--- Tasks and exercises ---
1) According to the news text about a teenager at a Texas shelter, why was she able to have a medication abortion, and how did that procedure unfold on the Friday she was released? Answer in one to three sentences.
2) In the news text about a teenager at a Texas shelter, what time did the shelter get the phone call from the Office of Refugee Resettlement?
3) From the news text about a teenager at a Texas shelter, transcribe the passage starting with "The shelter is" and going on through "a parent’s consent.".

A 17-year-old girl who entered the U.S. without documentation or family told the staff at a Texas shelter in March that she wanted an abortion.
The shelter is one of many in the U.S. under contract with the federal government to provide services to unaccompanied children (UACs). Those services include food and shelter, as well as health and education services.
The young woman had to follow the same complicated process that any minor seeking an abortion in Texas without a parent’s consent must follow. She was allowed an attorney, and a legal guardian was appointed. A judge eventually allowed her to go ahead with the abortion without a parent’s consent.
On a Friday, the teenager was released by the shelter to get an abortion.
“She was early enough to have a medication abortion,” says Susan Hays, an attorney familiar with the case. “So, she gets pill number one on Friday, and the shelter workers took her back to the shelter with the second pill and instructions to complete the doctor’s orders.”
Then, Hays says, around 5 p.m. that same day the shelter received a phone call from someone at the Office of Refugee Resettlement. ORR is the federal agency that has custody of unaccompanied minors who enter the U.S. without documentation.

(Data records)
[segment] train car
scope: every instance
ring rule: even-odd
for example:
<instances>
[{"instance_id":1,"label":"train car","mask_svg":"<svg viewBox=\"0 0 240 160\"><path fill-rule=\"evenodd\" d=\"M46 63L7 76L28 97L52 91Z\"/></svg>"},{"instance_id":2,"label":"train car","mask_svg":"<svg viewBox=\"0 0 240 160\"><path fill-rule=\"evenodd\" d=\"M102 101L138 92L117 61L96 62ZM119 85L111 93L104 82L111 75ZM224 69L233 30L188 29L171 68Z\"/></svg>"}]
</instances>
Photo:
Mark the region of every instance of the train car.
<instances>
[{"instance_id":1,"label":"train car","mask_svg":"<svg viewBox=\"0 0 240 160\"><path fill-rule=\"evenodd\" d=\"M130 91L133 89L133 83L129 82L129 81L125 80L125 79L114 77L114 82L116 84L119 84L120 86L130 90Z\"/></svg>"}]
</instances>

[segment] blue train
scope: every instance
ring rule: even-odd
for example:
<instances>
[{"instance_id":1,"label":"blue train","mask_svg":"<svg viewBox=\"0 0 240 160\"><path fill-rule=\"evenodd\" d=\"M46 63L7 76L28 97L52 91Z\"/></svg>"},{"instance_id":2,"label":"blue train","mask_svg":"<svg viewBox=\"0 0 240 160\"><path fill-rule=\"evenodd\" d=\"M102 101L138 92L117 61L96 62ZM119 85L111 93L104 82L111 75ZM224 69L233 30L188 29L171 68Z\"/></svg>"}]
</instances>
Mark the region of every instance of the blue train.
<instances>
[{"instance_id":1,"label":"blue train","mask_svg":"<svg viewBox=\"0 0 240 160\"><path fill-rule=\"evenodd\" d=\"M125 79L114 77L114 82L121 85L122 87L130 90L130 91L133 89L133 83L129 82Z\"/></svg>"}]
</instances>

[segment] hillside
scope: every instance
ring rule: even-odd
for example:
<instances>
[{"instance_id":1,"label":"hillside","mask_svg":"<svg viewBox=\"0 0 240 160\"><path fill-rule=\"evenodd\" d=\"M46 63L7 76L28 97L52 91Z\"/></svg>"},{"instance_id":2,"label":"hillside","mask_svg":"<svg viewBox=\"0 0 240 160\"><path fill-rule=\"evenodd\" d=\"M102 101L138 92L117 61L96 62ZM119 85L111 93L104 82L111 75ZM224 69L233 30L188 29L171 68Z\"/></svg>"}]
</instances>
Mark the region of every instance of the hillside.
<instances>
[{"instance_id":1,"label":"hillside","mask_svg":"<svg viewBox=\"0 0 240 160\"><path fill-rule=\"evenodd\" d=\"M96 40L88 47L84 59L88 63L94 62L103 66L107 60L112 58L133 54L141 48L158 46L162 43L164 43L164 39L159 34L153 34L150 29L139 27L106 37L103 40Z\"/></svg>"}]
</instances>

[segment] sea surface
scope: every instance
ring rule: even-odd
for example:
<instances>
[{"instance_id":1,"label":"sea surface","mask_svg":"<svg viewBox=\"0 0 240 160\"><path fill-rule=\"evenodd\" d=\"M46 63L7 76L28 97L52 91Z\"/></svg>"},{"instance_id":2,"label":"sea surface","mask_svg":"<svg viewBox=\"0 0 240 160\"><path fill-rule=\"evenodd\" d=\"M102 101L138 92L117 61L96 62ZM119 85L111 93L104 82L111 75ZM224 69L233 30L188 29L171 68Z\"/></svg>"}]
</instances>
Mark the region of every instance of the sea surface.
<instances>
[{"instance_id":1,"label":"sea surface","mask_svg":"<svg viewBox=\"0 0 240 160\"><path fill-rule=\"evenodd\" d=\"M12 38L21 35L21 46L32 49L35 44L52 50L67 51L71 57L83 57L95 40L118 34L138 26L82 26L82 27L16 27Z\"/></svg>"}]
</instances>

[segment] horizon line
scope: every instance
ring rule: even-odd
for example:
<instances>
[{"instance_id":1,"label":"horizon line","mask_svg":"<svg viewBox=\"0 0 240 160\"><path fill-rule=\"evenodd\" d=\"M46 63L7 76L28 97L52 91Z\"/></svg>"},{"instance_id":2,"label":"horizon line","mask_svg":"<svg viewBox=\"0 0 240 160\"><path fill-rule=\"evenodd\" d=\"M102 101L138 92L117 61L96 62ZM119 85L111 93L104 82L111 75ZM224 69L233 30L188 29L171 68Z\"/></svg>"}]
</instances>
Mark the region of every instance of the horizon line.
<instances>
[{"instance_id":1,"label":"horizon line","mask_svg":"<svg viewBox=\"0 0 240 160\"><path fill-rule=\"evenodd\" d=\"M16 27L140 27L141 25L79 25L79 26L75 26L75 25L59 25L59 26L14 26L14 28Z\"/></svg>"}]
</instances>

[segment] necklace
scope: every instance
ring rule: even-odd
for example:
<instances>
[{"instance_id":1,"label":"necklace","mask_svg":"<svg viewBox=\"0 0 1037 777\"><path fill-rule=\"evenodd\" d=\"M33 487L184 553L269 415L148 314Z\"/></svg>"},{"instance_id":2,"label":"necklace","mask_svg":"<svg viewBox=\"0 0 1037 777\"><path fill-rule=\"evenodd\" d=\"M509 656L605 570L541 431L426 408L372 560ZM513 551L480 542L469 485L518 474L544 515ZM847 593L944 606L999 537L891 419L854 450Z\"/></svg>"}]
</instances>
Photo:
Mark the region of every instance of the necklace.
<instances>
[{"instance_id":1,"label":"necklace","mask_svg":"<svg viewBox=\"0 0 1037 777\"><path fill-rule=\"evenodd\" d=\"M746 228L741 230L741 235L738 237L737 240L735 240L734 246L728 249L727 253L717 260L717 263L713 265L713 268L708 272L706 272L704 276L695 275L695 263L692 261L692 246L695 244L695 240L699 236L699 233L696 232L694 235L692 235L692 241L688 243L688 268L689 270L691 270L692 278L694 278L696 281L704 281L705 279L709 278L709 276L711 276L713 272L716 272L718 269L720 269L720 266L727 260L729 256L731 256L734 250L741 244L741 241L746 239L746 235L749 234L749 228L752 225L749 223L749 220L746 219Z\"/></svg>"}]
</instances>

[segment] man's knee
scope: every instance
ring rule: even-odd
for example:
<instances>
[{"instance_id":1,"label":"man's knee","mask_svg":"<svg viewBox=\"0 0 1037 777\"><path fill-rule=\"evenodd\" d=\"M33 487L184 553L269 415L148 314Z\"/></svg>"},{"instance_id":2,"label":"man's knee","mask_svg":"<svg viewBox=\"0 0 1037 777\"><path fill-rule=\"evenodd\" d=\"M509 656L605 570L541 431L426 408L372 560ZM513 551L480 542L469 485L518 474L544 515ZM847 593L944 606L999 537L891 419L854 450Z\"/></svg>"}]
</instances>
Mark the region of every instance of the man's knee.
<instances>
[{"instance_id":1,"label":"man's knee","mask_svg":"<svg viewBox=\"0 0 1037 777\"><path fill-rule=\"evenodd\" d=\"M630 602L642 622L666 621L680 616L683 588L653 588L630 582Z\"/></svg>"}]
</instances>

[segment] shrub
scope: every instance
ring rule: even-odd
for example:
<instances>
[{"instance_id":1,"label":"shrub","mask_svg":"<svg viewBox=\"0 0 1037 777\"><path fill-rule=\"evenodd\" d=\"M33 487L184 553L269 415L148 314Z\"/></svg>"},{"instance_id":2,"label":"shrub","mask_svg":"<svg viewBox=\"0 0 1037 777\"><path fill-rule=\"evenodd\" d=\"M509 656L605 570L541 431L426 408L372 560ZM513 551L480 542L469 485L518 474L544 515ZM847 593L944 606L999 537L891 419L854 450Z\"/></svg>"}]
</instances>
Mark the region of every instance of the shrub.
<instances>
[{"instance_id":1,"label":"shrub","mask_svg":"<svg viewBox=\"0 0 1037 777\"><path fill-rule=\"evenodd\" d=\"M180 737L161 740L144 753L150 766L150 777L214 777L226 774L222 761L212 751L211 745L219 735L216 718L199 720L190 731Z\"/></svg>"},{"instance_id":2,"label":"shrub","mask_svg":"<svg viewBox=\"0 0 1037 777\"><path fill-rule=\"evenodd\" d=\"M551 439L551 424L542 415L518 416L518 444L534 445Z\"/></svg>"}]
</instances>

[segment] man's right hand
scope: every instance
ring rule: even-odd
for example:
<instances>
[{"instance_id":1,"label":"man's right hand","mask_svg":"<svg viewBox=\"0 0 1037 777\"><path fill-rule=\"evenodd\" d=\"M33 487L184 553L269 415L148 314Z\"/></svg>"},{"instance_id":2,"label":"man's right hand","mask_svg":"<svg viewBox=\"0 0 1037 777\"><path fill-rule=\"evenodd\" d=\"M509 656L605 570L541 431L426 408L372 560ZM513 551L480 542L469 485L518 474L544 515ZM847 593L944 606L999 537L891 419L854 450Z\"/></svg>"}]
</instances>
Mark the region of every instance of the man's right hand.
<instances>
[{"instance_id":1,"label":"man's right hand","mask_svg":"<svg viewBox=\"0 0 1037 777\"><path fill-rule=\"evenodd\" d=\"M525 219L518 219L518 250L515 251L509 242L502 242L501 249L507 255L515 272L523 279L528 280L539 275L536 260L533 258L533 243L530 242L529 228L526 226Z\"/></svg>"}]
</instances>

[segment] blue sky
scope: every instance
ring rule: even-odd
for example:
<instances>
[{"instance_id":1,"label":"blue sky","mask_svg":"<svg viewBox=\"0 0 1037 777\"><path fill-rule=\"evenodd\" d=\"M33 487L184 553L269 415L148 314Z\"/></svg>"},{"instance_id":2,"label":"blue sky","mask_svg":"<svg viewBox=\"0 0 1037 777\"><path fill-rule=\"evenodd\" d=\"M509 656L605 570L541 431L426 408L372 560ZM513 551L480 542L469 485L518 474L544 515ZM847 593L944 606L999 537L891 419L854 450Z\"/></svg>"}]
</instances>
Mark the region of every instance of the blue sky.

--- Answers to each task ---
1) She could have a medication abortion because she was early enough in the pregnancy. She received the first pill on Friday, and shelter workers took her back to the shelter with the second pill and instructions to complete the doctor's orders.

2) Around 5 p.m. on the same Friday.

3)
The shelter is one of many in the U.S. under contract with the federal government to provide services to unaccompanied children (UACs). Those services include food and shelter, as well as health and education services.
The young woman had to follow the same complicated process that any minor seeking an abortion in Texas without a parent’s consent must follow. She was allowed an attorney, and a legal guardian was appointed. A judge eventually allowed her to go ahead with the abortion without a parent’s consent.